━━ SUPPLIED MATERIAL
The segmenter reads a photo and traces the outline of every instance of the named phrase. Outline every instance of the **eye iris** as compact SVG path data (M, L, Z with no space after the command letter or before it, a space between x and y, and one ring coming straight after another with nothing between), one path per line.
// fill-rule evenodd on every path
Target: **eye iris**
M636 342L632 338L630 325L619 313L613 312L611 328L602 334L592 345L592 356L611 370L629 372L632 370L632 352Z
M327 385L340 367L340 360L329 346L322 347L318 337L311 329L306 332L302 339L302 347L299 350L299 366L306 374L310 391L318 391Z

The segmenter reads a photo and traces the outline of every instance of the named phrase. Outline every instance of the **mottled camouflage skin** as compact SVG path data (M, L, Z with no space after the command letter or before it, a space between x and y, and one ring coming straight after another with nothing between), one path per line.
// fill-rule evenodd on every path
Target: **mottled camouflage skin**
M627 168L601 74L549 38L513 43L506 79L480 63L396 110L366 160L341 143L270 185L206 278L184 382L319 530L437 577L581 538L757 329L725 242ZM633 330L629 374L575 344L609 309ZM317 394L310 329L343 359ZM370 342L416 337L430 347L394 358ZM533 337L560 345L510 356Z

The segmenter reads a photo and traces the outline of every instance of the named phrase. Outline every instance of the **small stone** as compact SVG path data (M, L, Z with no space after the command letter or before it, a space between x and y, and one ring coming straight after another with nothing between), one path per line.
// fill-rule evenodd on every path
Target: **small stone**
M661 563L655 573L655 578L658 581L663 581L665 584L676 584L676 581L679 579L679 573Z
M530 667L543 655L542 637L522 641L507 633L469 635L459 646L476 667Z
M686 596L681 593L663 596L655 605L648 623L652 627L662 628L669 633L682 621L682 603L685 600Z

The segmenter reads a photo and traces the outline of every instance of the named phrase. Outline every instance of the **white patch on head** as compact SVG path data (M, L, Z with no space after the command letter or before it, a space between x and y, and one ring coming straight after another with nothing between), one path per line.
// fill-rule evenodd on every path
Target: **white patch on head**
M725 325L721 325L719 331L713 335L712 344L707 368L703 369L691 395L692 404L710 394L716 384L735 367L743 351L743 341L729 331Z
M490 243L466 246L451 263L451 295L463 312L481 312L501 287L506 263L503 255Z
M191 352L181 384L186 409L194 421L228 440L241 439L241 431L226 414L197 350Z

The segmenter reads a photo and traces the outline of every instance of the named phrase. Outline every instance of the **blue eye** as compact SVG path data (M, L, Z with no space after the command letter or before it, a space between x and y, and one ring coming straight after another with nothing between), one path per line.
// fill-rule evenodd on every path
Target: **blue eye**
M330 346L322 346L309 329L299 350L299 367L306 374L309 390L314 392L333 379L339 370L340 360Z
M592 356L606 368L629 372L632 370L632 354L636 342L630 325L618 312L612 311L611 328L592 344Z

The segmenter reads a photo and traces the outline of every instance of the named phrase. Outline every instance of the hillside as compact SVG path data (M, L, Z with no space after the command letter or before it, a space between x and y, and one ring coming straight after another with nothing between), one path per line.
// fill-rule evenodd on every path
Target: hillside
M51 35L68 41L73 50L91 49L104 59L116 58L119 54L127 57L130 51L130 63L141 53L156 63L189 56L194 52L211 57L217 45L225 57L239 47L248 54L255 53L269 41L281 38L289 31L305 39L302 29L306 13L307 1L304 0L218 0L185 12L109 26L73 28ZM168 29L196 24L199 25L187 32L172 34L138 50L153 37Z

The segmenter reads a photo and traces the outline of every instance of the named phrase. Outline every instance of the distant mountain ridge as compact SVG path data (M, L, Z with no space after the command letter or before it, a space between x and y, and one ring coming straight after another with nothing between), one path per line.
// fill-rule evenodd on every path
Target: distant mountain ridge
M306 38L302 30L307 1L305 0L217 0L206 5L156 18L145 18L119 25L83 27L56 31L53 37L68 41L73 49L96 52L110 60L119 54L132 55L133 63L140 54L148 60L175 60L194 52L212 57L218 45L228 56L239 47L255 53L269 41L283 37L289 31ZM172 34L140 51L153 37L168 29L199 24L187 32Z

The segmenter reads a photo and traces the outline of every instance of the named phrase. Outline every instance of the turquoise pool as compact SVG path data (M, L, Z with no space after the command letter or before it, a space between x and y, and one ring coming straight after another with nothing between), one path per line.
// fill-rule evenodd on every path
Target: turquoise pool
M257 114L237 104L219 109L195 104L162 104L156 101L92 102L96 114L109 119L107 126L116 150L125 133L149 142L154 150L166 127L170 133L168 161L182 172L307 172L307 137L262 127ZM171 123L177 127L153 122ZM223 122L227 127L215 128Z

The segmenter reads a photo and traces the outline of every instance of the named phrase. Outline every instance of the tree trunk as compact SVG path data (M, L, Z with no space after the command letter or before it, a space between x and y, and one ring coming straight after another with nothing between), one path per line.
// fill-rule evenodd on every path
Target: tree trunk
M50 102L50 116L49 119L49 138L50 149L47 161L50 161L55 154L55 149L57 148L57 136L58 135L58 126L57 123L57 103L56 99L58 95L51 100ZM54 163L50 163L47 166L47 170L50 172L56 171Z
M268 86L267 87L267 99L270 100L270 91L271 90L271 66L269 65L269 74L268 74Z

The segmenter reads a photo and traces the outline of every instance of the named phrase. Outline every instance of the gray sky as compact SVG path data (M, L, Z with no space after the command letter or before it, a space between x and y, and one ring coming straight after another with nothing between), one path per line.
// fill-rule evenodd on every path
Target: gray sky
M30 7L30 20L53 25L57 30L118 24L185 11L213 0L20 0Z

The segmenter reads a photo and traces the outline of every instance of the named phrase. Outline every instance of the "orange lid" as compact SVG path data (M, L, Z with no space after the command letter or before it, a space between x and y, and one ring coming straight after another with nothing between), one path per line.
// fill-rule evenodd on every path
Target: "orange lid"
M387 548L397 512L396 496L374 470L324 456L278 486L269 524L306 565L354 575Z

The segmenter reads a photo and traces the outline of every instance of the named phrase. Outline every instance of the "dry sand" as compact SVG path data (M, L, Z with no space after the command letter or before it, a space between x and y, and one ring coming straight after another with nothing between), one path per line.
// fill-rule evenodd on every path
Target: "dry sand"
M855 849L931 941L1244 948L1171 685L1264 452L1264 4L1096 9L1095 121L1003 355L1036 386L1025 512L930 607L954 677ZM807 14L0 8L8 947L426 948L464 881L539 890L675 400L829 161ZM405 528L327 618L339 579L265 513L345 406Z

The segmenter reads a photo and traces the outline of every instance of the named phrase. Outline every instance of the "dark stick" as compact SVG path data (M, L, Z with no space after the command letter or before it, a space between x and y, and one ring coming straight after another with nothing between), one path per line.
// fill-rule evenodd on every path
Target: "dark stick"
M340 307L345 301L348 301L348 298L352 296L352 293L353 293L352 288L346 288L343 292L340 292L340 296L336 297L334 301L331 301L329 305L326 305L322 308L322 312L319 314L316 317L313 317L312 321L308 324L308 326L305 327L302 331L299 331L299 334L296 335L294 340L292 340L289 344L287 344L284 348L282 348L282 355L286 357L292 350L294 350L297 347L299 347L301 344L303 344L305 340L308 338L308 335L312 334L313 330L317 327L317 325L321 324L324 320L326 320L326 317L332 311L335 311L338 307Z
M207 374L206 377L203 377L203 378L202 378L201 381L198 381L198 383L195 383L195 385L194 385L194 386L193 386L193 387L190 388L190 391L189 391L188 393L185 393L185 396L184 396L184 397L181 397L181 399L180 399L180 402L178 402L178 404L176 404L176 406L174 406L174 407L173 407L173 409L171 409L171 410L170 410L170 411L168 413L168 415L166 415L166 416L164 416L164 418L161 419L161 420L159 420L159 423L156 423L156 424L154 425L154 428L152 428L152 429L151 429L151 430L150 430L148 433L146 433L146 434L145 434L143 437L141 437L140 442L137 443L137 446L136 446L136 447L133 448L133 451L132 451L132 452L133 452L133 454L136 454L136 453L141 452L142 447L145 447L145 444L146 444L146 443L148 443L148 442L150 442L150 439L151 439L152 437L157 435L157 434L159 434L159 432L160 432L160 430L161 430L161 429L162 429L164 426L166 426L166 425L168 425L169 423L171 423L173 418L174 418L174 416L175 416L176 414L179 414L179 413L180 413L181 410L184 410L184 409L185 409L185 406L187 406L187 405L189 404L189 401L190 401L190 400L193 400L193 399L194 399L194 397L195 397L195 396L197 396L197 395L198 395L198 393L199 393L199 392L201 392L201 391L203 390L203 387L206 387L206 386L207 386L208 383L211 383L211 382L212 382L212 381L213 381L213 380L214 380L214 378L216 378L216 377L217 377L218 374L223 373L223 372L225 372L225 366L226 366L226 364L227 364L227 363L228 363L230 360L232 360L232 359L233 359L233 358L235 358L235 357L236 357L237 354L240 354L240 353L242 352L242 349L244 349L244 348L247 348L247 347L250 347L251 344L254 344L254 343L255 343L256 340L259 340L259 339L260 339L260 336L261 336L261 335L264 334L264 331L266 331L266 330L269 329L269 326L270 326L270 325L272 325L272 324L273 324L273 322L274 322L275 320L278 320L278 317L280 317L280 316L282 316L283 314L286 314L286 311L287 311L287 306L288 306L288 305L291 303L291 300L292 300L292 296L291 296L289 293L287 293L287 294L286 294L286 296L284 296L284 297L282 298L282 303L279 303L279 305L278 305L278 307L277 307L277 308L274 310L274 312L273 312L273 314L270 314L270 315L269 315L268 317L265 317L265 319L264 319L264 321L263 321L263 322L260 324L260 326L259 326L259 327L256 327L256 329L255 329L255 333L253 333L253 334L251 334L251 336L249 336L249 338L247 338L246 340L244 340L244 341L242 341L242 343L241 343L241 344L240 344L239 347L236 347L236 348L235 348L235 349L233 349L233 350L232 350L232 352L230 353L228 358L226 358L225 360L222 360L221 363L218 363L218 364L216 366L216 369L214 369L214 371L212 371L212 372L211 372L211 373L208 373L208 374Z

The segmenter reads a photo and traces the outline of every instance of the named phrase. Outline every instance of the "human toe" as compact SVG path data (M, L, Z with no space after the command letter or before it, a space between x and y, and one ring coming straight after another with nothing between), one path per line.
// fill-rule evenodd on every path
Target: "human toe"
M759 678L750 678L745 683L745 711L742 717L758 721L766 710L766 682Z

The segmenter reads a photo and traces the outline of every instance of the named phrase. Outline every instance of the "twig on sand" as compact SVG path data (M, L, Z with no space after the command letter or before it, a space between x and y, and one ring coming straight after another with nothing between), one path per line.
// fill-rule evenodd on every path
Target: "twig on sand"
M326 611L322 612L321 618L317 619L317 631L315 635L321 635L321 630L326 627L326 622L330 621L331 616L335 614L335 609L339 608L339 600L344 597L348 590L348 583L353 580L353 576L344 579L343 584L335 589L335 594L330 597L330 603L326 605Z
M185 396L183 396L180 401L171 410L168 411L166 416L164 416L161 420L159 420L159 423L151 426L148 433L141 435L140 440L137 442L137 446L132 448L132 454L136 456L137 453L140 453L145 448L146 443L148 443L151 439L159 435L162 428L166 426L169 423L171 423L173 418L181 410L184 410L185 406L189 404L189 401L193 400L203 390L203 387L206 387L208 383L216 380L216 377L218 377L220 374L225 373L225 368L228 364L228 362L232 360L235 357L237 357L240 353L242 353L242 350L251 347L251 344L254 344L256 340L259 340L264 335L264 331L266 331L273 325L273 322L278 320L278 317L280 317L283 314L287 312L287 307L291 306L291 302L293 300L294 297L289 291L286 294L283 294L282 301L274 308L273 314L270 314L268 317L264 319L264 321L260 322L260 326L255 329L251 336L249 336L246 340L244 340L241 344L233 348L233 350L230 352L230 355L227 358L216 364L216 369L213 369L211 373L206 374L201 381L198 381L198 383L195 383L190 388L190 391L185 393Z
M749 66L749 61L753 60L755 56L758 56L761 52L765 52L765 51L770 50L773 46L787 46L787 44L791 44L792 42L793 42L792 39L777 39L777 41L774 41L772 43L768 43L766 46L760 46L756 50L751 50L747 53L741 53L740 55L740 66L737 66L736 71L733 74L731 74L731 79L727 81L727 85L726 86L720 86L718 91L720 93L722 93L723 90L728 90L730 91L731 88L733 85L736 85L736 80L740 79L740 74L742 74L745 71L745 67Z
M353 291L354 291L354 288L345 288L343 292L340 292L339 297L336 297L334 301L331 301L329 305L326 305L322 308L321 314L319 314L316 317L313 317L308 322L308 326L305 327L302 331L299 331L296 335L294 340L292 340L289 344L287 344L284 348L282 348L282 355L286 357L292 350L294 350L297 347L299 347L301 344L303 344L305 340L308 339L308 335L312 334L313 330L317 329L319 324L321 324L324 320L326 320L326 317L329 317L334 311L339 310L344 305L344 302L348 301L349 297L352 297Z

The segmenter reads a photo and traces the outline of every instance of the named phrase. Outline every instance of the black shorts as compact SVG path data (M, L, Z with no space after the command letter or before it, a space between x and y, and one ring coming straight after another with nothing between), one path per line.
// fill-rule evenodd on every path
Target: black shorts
━━━━
THE REQUEST:
Render everything from the first line of the items down to the line containing "M627 168L601 74L549", both ends included, as a Markdown table with the columns Row and Line. Number each line and skip blank ones.

EXPECTED ANSWER:
| Row | Line |
|---|---|
| 1 | The segmenter reads a photo and traces the outline of every instance of the named phrase. Outline every instance of the **eye iris** as compact SVG path data (M, L, Z with no space after the command letter or before it, a space between x and y, and one ring coming straight after another with nothing between), one path per line. |
| 2 | // fill-rule evenodd on every path |
| 3 | Target: **eye iris** |
| 4 | M636 342L632 338L630 325L619 313L613 312L611 328L602 334L592 345L592 356L611 370L629 372L632 370L632 352Z |
| 5 | M327 385L340 367L340 360L329 346L322 347L318 337L311 329L306 332L302 339L302 347L299 350L299 366L306 374L310 391L318 391Z |
| 6 | The segmenter reads a photo and traces the outline of every instance of the named phrase. Outline every instance of the **mottled camouflage skin** as compact SVG path data (M, L, Z with no space after the command letter or before it, a space between x and y, and one ring coming straight after another with nothing between), one path per line. |
| 7 | // fill-rule evenodd on every path |
| 8 | Target: **mottled camouflage skin** |
| 9 | M627 168L601 74L549 38L513 43L506 79L480 63L396 110L366 160L341 143L270 185L206 278L184 382L319 530L437 577L581 538L757 329L725 242ZM633 330L629 374L575 344L609 309ZM317 394L310 329L343 359ZM370 342L416 337L430 347L394 358ZM533 337L560 345L510 356Z |